Exercise description: Return the data below line for line, without changing anything.

Stored data:
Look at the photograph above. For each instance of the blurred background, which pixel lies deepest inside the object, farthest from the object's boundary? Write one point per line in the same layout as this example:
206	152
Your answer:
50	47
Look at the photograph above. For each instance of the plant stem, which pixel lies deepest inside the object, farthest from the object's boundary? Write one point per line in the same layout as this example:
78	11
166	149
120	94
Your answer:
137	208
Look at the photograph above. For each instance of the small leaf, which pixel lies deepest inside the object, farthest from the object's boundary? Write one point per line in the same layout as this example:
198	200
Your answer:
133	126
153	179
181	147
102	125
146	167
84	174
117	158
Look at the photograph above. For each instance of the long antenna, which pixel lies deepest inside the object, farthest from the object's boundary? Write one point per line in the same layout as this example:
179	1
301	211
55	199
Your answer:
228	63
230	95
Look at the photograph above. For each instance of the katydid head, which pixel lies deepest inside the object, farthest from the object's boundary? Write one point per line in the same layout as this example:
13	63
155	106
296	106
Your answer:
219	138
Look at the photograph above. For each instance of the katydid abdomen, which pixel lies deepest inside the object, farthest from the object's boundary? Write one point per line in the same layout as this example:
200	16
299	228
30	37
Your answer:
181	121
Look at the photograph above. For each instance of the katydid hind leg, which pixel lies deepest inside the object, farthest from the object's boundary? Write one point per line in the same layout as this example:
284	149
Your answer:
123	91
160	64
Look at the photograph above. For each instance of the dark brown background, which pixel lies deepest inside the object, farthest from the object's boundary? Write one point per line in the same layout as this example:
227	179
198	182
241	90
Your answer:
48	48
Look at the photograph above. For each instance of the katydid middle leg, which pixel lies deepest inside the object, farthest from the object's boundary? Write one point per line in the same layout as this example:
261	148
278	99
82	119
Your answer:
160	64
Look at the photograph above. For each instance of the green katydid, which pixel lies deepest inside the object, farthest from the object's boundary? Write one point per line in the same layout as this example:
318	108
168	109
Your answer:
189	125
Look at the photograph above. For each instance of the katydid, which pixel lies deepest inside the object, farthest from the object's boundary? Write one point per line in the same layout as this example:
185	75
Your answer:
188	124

Solution to the problem:
Look at the photograph above. For each instance of the blurred background, which pixel lies deepest inside the object, farthest from the object's boundary? Write one point per line in the same layout as this example:
206	152
Your answer:
50	47
Look at the photograph above. For each instance of the plant stem, which pixel lies deepest inside the object, farthest from the object's boundary? Write one point per line in the same layout as this example:
78	11
166	149
120	94
Your answer:
137	208
Look at the photograph above. For each instance of the small leaf, which pixel lies deepest inside the object, farthest from the object's boundary? Write one point per line in the same layout as this example:
198	200
Your answer:
133	126
153	179
181	147
102	125
146	167
84	174
117	158
Look at the photograph above. For each instance of the long antenna, which pixel lies deepest inside the object, farthest from the object's boundary? Write one point per line in the same layout as this example:
179	1
301	211
55	199
Your answer:
228	63
230	95
Look at the photograph above. For each instance of the katydid head, which pixel lies deepest inside the object, farthest from the object's boundary? Write one point per line in the same layout as this example:
13	63
155	106
296	106
Your answer:
219	138
Look at the photograph above. For each instance of the katydid abdomen, which pixel lies deepest inside the object, farthest from the object's boundary? Write one point per line in the same layout as this example:
200	16
299	228
30	37
Your answer:
181	121
Look at the photograph above. For each instance of the katydid hind leg, which pixel lies deepest inside the object, farthest from the object's boundary? Write one point per line in the same layout as this example:
284	149
Your answer:
123	91
160	64
Look at the photograph above. For each instance of the dark brown background, which pixel lies deepest inside the object, farthest from the object's boundary? Write one point per line in the same layout as this example:
227	179
198	182
241	90
Your answer:
48	48
Look at the photograph above. For each instance of the katydid middle leg, which pixel lies deepest inside the object, farthest from the object's boundary? Write one point per line in the same layout as this example:
261	148
278	99
82	119
Your answer:
160	64
Look at the photograph above. For each instance of the green katydid, which pixel lies deepest inside the object, farthest from the object's boundary? Write one point per line in the same layout as this example:
318	108
168	109
Your answer:
189	125
Look at the photograph above. For each instance of the katydid, which pixel lies deepest inside the object, farthest from the object's boundary? Write one point per line in the same layout as this example:
185	75
Your answer:
188	124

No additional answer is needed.